#### TASK DIRECTIONS
Scan the data beneath this task and copy each line that includes "below".

(Extracted records)
********

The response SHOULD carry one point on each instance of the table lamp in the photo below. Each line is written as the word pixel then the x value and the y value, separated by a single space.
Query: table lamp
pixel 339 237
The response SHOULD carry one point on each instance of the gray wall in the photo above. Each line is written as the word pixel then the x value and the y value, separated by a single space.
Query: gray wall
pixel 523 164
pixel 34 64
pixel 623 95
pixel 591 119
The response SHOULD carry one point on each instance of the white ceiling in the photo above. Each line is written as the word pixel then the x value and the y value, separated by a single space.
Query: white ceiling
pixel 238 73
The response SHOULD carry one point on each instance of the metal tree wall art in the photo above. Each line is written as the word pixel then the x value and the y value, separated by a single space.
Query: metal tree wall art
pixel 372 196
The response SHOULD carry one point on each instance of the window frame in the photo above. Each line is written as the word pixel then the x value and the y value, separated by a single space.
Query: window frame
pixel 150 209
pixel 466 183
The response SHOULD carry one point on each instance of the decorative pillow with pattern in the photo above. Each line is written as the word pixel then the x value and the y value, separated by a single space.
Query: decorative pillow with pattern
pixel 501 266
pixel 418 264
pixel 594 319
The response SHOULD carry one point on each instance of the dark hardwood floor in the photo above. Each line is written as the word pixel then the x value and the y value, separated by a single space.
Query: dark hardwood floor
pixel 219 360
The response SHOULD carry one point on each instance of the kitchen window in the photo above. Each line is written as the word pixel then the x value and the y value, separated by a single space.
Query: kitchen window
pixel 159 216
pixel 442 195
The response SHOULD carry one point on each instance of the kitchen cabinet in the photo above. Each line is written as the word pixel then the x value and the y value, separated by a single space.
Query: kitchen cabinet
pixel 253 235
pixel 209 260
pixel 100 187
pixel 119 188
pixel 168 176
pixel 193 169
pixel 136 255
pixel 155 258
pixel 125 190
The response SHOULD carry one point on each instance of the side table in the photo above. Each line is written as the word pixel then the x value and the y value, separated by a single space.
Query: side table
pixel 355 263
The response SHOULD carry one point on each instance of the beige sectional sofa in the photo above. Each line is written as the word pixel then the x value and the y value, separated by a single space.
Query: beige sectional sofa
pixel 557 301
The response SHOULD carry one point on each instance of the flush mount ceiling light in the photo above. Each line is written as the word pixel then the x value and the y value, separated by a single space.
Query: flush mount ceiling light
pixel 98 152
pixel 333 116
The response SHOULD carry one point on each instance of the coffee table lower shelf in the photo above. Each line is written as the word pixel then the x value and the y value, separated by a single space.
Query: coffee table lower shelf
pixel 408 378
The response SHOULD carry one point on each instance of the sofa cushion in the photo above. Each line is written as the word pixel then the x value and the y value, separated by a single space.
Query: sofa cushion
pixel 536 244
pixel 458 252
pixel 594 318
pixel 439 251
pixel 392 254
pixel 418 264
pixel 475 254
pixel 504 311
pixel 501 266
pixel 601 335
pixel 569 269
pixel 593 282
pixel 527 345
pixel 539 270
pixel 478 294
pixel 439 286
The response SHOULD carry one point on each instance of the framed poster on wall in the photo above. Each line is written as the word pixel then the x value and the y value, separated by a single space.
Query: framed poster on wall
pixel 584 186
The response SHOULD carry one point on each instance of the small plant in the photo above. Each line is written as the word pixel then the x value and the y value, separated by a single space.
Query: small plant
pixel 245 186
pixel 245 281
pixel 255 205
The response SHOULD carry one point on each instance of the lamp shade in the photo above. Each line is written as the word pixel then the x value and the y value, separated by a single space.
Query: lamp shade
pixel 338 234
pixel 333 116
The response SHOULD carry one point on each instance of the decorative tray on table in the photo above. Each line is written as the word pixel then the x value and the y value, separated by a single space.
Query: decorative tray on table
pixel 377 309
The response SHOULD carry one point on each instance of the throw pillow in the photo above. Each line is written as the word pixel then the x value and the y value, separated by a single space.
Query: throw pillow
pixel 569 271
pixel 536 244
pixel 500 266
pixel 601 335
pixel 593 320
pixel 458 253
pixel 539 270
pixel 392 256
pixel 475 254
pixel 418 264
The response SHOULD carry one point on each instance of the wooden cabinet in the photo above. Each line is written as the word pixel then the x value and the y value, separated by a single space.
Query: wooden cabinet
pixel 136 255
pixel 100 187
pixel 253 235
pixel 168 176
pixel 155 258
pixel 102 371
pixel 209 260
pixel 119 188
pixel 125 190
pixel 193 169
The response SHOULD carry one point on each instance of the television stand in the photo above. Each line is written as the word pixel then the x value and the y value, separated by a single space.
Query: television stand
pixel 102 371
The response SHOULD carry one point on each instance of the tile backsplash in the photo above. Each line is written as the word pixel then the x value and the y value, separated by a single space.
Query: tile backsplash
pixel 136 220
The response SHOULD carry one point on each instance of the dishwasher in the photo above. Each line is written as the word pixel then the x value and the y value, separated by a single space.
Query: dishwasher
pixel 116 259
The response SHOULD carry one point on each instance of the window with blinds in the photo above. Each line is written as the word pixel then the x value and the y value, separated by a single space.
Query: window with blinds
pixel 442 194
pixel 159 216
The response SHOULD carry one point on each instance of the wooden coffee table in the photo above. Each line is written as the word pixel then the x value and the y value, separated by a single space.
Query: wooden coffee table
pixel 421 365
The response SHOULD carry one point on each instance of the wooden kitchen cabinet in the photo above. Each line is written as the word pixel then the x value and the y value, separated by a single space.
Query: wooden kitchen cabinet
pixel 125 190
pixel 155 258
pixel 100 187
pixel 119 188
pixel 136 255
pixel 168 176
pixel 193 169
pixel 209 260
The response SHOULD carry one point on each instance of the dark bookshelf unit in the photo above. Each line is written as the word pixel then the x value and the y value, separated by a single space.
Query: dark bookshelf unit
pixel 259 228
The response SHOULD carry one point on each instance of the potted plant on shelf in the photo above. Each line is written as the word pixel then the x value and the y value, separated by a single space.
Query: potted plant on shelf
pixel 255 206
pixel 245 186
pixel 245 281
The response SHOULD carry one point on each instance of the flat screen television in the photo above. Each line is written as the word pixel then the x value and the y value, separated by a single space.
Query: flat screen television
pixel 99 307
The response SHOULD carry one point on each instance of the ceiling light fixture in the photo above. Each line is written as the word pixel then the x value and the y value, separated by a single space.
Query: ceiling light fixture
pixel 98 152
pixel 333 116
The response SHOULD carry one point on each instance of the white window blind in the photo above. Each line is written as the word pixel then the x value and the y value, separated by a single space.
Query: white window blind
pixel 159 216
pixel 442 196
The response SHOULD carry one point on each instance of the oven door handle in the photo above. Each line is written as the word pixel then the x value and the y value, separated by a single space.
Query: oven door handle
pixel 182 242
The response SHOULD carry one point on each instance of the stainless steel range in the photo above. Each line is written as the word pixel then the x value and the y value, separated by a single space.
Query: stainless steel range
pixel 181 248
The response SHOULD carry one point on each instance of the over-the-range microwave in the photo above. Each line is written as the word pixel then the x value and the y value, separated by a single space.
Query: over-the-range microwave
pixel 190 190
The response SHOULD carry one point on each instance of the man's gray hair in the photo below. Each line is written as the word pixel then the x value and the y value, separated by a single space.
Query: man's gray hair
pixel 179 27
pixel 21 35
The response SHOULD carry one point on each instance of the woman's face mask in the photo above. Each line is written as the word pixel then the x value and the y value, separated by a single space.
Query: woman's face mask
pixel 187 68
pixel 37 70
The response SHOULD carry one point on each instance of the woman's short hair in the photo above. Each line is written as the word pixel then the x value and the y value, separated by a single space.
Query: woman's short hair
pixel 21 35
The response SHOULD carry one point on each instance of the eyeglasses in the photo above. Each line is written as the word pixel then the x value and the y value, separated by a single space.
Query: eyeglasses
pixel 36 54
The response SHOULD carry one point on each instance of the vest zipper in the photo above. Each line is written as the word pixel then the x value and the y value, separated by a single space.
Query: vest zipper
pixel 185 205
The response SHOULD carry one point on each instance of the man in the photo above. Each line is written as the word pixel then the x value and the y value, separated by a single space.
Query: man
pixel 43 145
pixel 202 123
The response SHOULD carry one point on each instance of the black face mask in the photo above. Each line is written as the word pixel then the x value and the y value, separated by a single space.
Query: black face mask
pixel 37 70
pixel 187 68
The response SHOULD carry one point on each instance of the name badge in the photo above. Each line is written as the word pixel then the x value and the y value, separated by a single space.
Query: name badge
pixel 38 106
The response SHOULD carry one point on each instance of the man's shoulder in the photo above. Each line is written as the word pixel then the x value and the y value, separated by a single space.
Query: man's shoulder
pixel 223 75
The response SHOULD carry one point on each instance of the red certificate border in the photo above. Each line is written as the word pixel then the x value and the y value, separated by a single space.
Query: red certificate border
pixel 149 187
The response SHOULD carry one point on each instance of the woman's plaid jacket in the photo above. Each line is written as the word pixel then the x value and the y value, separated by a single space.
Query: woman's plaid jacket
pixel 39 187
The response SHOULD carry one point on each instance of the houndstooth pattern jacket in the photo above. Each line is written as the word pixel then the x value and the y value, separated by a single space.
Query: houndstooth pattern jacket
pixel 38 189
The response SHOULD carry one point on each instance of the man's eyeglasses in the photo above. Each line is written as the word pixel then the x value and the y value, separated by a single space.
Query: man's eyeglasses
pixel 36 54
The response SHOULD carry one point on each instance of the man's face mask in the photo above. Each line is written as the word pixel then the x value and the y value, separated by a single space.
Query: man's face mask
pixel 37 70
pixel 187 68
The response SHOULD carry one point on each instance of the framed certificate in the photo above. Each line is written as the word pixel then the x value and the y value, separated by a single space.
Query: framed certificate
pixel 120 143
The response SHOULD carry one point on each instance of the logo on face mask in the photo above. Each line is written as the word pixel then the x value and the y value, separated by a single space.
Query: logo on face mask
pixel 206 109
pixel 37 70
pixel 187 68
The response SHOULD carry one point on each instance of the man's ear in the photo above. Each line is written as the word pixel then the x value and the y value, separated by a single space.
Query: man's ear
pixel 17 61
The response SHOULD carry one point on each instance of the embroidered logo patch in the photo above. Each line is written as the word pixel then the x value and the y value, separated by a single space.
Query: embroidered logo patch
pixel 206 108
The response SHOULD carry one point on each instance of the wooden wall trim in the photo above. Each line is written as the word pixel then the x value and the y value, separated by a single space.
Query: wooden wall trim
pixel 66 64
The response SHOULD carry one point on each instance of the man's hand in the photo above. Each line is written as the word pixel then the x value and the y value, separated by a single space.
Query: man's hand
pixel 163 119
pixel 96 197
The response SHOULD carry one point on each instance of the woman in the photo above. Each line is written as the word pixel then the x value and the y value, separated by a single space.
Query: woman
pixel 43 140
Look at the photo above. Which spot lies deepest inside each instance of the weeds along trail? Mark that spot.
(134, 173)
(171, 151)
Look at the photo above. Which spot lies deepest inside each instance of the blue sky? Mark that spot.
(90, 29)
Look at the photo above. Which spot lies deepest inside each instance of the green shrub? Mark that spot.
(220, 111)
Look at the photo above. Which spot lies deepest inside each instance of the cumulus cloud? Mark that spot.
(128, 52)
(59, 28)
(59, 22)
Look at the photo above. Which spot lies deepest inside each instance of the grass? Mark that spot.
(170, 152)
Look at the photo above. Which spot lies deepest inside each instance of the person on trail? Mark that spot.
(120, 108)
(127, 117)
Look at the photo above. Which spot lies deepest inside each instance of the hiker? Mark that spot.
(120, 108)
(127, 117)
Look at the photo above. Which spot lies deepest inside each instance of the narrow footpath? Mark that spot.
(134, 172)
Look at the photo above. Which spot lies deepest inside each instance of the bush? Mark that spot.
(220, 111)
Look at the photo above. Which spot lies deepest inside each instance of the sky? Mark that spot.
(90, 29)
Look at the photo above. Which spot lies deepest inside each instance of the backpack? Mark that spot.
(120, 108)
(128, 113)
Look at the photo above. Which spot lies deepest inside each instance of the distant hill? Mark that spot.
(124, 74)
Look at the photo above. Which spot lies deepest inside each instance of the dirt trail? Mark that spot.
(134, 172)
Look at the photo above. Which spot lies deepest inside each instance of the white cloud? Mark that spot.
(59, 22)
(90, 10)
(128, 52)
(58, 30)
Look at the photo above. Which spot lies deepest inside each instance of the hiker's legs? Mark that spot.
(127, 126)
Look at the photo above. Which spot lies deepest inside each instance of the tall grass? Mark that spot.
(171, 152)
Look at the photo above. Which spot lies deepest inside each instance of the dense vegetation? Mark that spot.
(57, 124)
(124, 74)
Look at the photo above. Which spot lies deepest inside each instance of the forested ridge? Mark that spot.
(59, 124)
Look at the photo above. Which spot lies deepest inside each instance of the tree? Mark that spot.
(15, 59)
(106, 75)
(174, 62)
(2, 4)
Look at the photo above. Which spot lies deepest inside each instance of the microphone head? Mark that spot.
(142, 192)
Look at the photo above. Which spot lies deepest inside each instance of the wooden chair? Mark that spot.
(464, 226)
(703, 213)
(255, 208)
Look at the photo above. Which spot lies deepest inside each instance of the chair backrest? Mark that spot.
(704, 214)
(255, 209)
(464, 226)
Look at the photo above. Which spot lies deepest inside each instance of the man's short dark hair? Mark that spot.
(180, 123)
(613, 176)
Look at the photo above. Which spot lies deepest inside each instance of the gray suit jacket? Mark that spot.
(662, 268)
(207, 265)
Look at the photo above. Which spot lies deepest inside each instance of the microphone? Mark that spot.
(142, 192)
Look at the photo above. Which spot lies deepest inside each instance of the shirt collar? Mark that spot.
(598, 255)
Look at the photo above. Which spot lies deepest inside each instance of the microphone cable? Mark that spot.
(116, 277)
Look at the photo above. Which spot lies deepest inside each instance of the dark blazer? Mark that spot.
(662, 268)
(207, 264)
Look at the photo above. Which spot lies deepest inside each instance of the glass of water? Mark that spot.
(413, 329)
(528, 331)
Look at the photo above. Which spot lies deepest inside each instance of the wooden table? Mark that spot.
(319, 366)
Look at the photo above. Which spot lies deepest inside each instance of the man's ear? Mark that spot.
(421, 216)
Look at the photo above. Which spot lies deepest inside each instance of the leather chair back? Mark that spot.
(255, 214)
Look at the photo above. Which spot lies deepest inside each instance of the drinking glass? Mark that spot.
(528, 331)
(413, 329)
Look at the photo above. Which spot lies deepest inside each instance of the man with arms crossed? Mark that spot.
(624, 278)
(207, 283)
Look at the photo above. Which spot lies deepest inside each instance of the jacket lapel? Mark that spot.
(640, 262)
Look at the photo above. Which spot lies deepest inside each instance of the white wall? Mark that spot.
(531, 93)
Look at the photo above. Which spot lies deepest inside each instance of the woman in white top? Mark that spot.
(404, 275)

********

#### EXERCISE RESULT
The response SHOULD carry one point on each instance of the table lamp in the photo below. Each line is written as the word pixel then the x value and the y value, separated by a single space.
The response SHOULD carry one point on each instance of the man's gray hair in the photo below. Each line is written as the word pixel then the x value and the y value, separated by a single space.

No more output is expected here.